L'employeur considère qu'aucune obligation ne saurait découler de la clause, en ce qu'elle n'est pas certaine dans son principe, en l'absence de précision sur son montant, ses conditions d'attribution et sur le mode de détermination des objectifs.

Toutefois, le contrat de travail constituant la loi entre les parties, a fixé le principe même du versement au salarié d'une rémunération variable, sans que la détermination du périmètre des responsabilités du salarié ne puisse la conditionner, sauf pour l'employeur à en fixer les critères d'appréciation au regard de ce qu'il estimait correspondre à ses fonctions, ce qu'il n'a jamais fait.

L'employeur ne peut davantage considérer que cette prime était la contrepartie des fonctions de directeur que le salarié n'a jamais exercées, alors que le contrat de travail ne comporte strictement aucune précision à cet égard.

Le principe de la prime d'objectifs est donc acquis.

OBJECTIF 1 →
Pouvez-vous réécrire le passage de l'extrait sur la prime d'objectifs qui va de "L'employeur ne peut" jusqu'à "à cet égard.", en y remplaçant "directeur" par "gérant" ?
L'extrait sur la prime d'objectifs et les enregistrements proviennent de sources distinctes.

DONNÉES FOURNIES →

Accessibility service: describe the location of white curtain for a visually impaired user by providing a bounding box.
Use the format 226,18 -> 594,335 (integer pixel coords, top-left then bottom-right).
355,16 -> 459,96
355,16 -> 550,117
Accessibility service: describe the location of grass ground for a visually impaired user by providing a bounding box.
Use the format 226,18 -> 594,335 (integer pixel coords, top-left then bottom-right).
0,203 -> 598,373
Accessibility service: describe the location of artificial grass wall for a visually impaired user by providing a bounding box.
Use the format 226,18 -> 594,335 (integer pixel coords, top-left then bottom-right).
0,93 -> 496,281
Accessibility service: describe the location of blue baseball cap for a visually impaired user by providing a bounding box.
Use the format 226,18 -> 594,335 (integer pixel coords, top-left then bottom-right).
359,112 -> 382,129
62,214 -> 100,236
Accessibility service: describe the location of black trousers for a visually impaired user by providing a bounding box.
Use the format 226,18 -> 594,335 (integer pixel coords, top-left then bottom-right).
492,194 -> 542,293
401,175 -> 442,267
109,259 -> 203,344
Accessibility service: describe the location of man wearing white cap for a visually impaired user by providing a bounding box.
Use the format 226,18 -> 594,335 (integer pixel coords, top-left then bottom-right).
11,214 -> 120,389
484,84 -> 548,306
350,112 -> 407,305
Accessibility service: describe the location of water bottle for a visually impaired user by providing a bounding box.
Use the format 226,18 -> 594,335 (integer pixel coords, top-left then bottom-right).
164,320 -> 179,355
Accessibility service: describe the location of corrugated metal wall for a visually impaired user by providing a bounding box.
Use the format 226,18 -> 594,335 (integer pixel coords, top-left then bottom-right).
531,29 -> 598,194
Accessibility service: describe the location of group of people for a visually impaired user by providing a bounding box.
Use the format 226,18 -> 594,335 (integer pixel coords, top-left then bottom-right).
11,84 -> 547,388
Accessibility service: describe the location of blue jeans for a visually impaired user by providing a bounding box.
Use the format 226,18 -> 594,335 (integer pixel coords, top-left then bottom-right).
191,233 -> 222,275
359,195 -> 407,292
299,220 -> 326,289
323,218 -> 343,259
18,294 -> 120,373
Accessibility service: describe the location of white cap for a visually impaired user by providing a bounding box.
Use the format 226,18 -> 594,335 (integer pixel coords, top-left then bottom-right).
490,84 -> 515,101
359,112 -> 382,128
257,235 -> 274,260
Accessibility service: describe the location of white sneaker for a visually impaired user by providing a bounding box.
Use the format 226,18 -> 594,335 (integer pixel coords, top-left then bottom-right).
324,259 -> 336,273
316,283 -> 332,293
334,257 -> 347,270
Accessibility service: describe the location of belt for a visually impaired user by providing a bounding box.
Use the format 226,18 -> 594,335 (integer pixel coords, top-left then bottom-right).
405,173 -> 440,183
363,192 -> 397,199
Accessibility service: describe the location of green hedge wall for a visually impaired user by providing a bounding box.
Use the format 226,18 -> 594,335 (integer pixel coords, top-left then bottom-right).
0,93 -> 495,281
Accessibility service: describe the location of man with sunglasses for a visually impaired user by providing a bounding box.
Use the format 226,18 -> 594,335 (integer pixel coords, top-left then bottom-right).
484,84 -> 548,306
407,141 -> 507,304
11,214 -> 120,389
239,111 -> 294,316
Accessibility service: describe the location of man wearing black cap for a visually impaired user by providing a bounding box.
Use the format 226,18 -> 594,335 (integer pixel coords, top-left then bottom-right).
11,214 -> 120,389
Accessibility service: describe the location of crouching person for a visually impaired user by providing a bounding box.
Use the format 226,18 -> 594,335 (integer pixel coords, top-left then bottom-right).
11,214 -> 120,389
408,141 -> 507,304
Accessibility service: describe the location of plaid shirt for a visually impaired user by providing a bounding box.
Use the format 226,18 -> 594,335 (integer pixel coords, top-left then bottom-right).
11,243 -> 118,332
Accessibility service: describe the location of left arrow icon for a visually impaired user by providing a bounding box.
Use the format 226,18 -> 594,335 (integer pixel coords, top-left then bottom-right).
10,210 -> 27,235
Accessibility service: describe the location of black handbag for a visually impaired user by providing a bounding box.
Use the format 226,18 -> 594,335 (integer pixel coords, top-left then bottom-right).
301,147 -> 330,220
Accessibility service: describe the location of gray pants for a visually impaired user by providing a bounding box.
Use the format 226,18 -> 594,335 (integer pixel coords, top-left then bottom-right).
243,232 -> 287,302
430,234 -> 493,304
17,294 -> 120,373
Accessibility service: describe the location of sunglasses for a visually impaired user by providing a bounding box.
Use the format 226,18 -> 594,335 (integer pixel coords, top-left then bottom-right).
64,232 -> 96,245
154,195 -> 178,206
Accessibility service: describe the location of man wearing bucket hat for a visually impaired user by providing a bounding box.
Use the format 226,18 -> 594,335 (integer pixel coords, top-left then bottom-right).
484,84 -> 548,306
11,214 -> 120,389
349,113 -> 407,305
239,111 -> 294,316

OBJECTIF 2 →
Pouvez-vous recopier telles quelles les lignes des enregistrements, depuis celle qui contient "Accessibility service: describe the location of group" jusqu'à celle qui contient "11,84 -> 547,388", ces deux lignes comprises ?

RÉSULTAT OBTENU 1 →
L'employeur ne peut davantage considérer que cette prime était la contrepartie des fonctions de gérant que le salarié n'a jamais exercées, alors que le contrat de travail ne comporte strictement aucune précision à cet égard.

RÉSULTAT OBTENU 2 →
Accessibility service: describe the location of group of people for a visually impaired user by providing a bounding box.
Use the format 226,18 -> 594,335 (integer pixel coords, top-left then bottom-right).
11,84 -> 547,388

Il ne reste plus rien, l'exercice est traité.